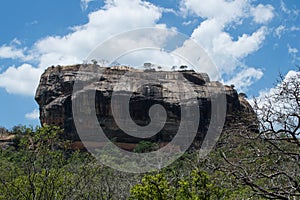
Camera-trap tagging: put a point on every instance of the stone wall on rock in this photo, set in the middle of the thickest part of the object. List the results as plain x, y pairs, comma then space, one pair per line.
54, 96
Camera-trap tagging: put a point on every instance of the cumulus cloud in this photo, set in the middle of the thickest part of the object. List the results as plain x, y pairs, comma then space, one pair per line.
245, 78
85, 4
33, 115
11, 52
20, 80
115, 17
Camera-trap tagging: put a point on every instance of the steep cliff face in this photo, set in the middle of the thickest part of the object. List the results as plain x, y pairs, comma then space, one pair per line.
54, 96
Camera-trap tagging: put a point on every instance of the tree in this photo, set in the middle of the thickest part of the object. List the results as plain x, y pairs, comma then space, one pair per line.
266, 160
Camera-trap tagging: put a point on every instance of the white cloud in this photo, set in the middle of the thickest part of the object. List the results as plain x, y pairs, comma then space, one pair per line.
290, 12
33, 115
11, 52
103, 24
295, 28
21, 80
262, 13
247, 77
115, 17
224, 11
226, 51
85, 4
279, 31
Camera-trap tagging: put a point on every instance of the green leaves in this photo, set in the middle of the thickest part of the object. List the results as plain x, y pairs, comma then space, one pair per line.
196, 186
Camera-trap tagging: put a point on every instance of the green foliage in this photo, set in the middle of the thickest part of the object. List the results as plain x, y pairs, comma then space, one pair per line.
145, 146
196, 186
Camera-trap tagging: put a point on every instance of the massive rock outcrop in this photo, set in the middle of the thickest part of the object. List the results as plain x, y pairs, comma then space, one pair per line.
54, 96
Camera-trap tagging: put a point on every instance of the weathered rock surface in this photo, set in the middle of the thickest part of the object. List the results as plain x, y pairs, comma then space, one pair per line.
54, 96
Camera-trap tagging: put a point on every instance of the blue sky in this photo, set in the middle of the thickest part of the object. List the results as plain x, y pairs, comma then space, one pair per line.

========

Problem statement »
Give back the material above word for word; no picture belongs in it.

Solution to the exercise »
Camera-trap tagging: put a point on every instance of the stone wall on rock in this photo, set in the middle of the thickest part of the object. List the results as plain x, y pairs, comma then space, one pair per line.
54, 96
Camera-trap tagging: put a point on every instance of the cumulus cloud in this photo, set in the middle of the thickest part of the object. List the results as plain x, y pairs, comma then space, one pair per line.
245, 78
85, 4
33, 115
11, 52
20, 80
115, 17
Camera-trap tagging: put a point on every instance of the steep cliff face in this photo, set in the middle of the thickest part of the object. List the results as plain x, y pairs, comma then space, one pair per line.
54, 96
Camera-trap tagging: put a point on every instance of the tree in this photo, set in the middle of the thickest part of the object. List the results as plain x, y pairs, comma then space, one pair per line.
266, 160
Camera-trap tagging: put a point on every instance of the white cloud in this photo, set in the middle of the thickest part of the object. List the results as plain x, y pairs, comma then space, one pair per line.
290, 12
33, 115
11, 52
103, 24
295, 28
21, 80
262, 13
247, 77
115, 17
224, 11
226, 51
85, 4
279, 31
Camera-trap tagging: put a point on every instance of the green leaves in this photo, set in the middle of the thickest part of the object. List the results as plain x, y pairs, comma then space, one pair per line.
196, 186
Camera-trap tagging: put a point on every instance of the green foliage in this photo, set in the middle of the thickest part of the object. List the results as plain x, y pairs, comma then space, one pair per line.
145, 146
196, 186
Camera-trap tagging: put a point on every instance of the massive rock outcrop in this photo, set in the middle of the thickest part of the object. List the results as plain x, y pairs, comma then space, one pair per line.
54, 96
Camera-trap tagging: put a point on every instance of the weathered rock surface in this photo, set in the middle of the thickest part of the object. List the results as plain x, y pairs, comma then space, one pair per line.
54, 96
Camera-trap tagging: put a point on every instance of the blue sky in this photo, set in the middle of the thickest part of the object. List the results as plain x, y pairs, comma then space, one pair per line.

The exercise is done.